TEXTAUSZUG:
>>>>

# DAM-Serien SL und SLS



## Hecht100+ (22. Oktober 2021)

Die DAM SL und SLS-Rollen

Die DAM SL-Rollen standen im Jahre 1978 im Katalog, schon ein Jahr später konnte man 1979 die SLS-Rollen erwerben.
Die SL-Rollen wurden beworben vom leichten Spinn- und Grundfischen bis zum Pilk und Brandungsfischen, es sollte für jede Angelart das passende Modell dabei sein.



SL1


Hier die technischen Daten der SL-Rollen


RolleÜbersetzungGewichtEinzugSchnurfassungPreismtr/mmSL 1​1:5,2270gr710 mm110/0,3049,50 DEM​SL 2​1:3,8445gr640 mm170/0,3559,50 DEM​SL 3​1:4,8560gr900 mm165/0,4079,50 DEM​SL 4​1:4,8640gr960 mm170/0,5099,50 DEM​SL 5​1:4,4880gr990 mm150/0,60109,50 DEM​


Der Bügel hat bei dieser Rollenserie einen Außenanschlag, konnte aber auch manuel umgelegt werden. Die Rücklaufsperre sollte vor dem Getriebe einrasten, um so vor großen ruckartigen Belastungen das Getriebe zu schonen. ( lt. Katalog) Beim Öffnen der kleinen SL1 stellte sich heraus, hier wirkt die RLS aufs Tellerrad. Alle Rollen haben Kugellager, bis auf die SL 2, die nur mit Gleitlagern ausgestattet ist. Die Kurbeln stecken in einen viereckigen Steckschaft.
Auch haben alle Rollen eine übergreifende Spule und sind umbaubar von Rechts- auf Linkshandbetrieb.
Die beiden großen Modelle waren auch als Pick-Up-Modelle erhältlich.
Ein Herstellungsland ist auf diesen Rollen nicht eingestanzt/aufgeklebt, doch durch viele Gemeinsamkeiten kann man von Japan ausgehen.


Hier die Rücklaufsperre der SL1, sie greift direkt aufs Tellerrad und ist nicht Getriebeentlasten, wie die Werbung es versprach.

<<<<

AUFGABE A:
Beantworte anhand des Texts über die DAM-Rollen:
(i) In welchem Jahr standen die SL-Rollen im Katalog?
(ii) Welches Modell ist nur mit Gleitlagern ausgestattet?
(iii) Worauf greift die Rücklaufsperre der SL1 laut dem Text direkt?

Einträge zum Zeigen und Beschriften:
>>>>

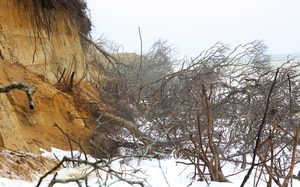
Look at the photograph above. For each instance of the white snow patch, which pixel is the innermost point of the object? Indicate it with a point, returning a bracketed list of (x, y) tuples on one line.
[(157, 173)]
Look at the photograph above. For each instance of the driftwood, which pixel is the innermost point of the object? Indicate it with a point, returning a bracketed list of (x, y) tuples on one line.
[(21, 86)]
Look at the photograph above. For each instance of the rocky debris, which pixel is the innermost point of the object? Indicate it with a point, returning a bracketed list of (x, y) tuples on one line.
[(23, 166)]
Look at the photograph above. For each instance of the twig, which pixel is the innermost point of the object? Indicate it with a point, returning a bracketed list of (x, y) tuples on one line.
[(260, 131)]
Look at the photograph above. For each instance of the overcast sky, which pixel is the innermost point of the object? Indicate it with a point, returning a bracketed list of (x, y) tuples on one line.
[(195, 25)]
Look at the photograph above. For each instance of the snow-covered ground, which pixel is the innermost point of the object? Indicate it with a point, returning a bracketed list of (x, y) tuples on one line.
[(156, 173)]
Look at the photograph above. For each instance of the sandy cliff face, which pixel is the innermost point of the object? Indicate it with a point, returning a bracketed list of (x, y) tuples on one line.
[(28, 130), (38, 39), (47, 50)]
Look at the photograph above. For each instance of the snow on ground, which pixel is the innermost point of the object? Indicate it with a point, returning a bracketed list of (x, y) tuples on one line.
[(156, 173)]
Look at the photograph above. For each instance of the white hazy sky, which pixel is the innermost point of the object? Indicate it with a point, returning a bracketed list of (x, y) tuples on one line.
[(195, 25)]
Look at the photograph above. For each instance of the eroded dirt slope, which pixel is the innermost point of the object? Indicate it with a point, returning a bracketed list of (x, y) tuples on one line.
[(28, 130)]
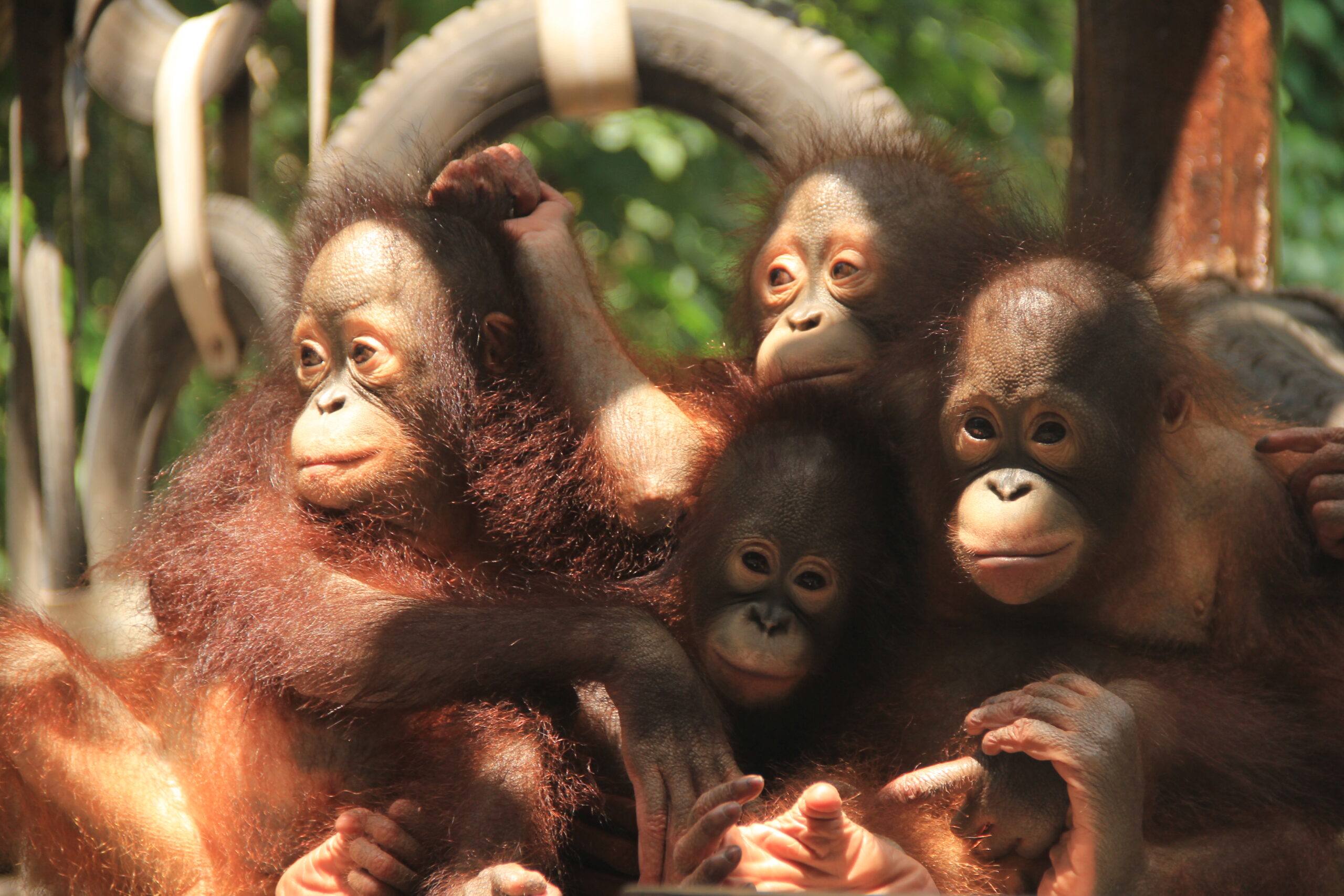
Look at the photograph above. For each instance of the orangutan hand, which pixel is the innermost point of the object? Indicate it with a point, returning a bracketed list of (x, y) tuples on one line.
[(1090, 736), (370, 855), (487, 187), (815, 846), (1318, 483)]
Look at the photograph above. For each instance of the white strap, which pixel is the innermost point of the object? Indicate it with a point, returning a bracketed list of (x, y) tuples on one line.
[(181, 159), (588, 56), (320, 35)]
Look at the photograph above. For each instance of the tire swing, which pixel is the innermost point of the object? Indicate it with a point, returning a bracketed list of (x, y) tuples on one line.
[(479, 76)]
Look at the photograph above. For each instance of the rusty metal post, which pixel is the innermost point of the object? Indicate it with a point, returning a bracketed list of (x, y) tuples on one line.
[(1174, 132)]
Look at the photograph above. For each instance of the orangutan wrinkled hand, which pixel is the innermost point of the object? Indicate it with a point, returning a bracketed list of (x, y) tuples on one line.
[(816, 846), (368, 855)]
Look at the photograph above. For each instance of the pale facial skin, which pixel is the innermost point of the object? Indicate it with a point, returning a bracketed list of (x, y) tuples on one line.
[(356, 347), (822, 261), (772, 601), (1023, 424)]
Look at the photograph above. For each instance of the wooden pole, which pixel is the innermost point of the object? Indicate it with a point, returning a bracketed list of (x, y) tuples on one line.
[(1174, 132)]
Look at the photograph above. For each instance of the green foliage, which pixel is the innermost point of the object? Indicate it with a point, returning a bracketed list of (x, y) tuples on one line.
[(658, 193), (1312, 144)]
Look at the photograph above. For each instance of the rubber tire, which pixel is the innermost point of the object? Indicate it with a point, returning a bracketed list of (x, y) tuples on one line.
[(478, 76), (150, 355), (1284, 349)]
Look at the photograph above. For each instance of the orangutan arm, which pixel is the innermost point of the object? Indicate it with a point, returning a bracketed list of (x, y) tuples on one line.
[(362, 647), (646, 441)]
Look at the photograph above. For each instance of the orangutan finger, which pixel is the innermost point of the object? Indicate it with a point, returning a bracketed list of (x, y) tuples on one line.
[(389, 835), (956, 777), (365, 884), (738, 790), (381, 864), (714, 870), (704, 837)]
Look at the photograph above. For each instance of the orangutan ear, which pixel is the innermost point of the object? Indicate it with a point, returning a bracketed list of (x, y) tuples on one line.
[(499, 343), (1177, 406)]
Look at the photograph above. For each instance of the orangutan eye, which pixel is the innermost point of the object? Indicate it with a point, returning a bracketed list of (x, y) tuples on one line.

<<<<

AUFGABE B: Gib die Zeilen der Datensätze als nummerierte Liste wieder, ohne Leerzeilen. Beginne mit der Zeile mit „Look at the photograph above. For each instance of the rubber“ und gehe bis zum Ende der Datensätze, beide Enden eingeschlossen.

LÖSUNG A:
(i) 1978
(ii) Die SL 2
(iii) Aufs Tellerrad

LÖSUNG B:
1. Look at the photograph above. For each instance of the rubber tire, which pixel is the innermost point of the object? Indicate it with a point, returning a bracketed list of (x, y) tuples on one line.
2. [(478, 76), (150, 355), (1284, 349)]
3. Look at the photograph above. For each instance of the orangutan arm, which pixel is the innermost point of the object? Indicate it with a point, returning a bracketed list of (x, y) tuples on one line.
4. [(362, 647), (646, 441)]
5. Look at the photograph above. For each instance of the orangutan finger, which pixel is the innermost point of the object? Indicate it with a point, returning a bracketed list of (x, y) tuples on one line.
6. [(389, 835), (956, 777), (365, 884), (738, 790), (381, 864), (714, 870), (704, 837)]
7. Look at the photograph above. For each instance of the orangutan ear, which pixel is the innermost point of the object? Indicate it with a point, returning a bracketed list of (x, y) tuples on one line.
8. [(499, 343), (1177, 406)]
9. Look at the photograph above. For each instance of the orangutan eye, which pixel is the innermost point of the object? Indicate it with a point, returning a bracketed list of (x, y) tuples on one line.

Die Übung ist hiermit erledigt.